══ Exercise data

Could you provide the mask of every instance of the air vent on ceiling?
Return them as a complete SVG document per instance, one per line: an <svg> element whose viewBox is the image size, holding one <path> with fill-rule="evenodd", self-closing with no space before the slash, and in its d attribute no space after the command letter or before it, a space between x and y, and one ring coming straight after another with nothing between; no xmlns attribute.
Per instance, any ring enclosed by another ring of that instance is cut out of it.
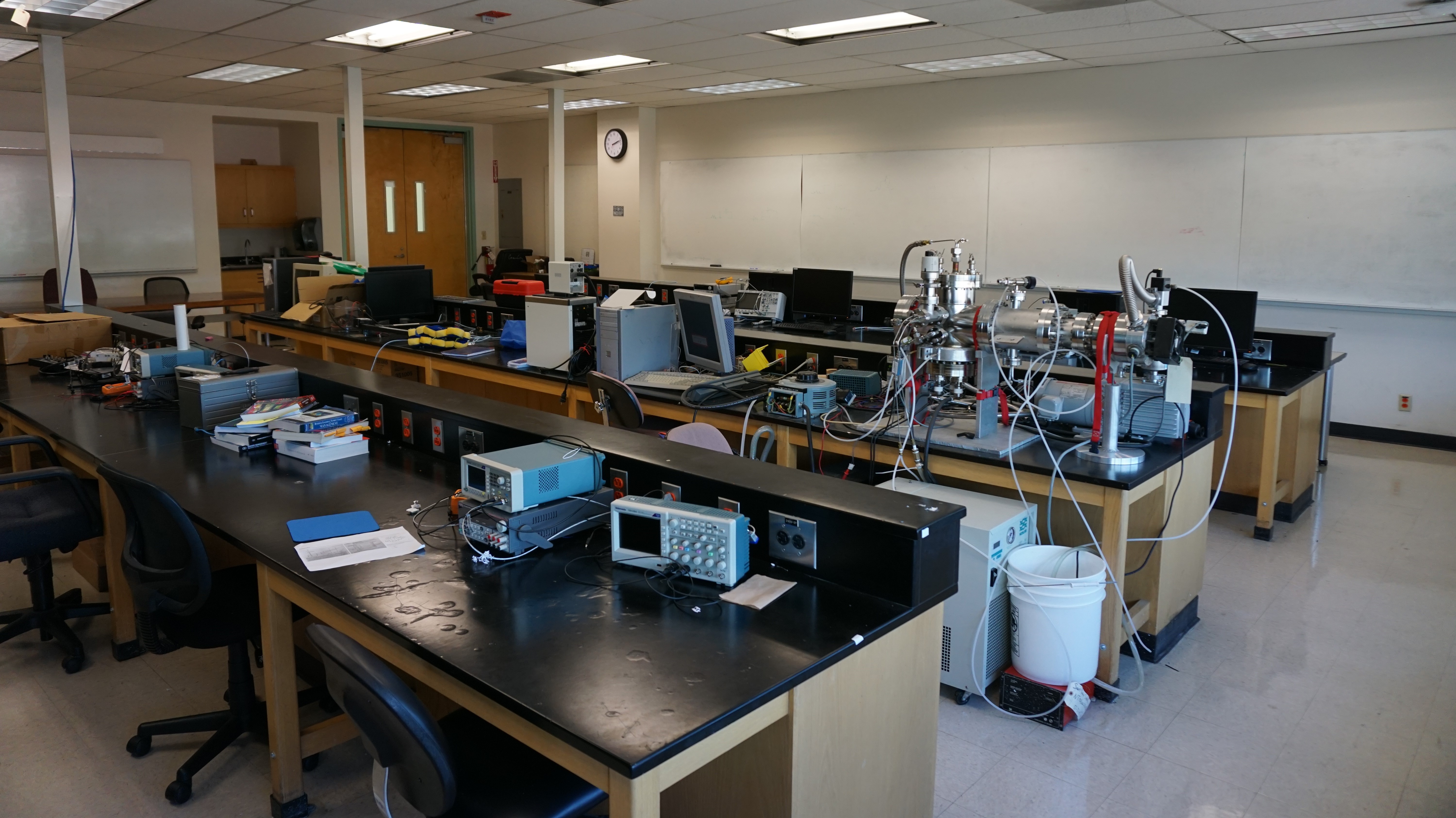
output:
<svg viewBox="0 0 1456 818"><path fill-rule="evenodd" d="M502 83L547 83L550 80L563 79L563 74L549 74L546 71L502 71L499 74L491 74L486 79L501 80Z"/></svg>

════

- Required work -
Arrange every line of the listing above as a JSON list of strings, one string per line, with blank lines and the picture left out.

- The response -
[
  "Could you provide the mask of every instance of the air vent on ceiling?",
  "Return them as a complete SVG document per instance, one per line: an <svg> element whose viewBox is the image size, holding one <path> with fill-rule=\"evenodd\", self-closing with no space before the slash, and in its d attribute no space after the command letter or before it, a space between x and y, and one ring coming straight after another with nothing between; no xmlns attribute.",
  "Per instance, any ring enclosed by another ring of that instance is cut out of it.",
  "output:",
  "<svg viewBox=\"0 0 1456 818\"><path fill-rule=\"evenodd\" d=\"M502 83L547 83L550 80L563 79L563 74L549 74L546 71L502 71L499 74L491 74L486 79L501 80Z\"/></svg>"
]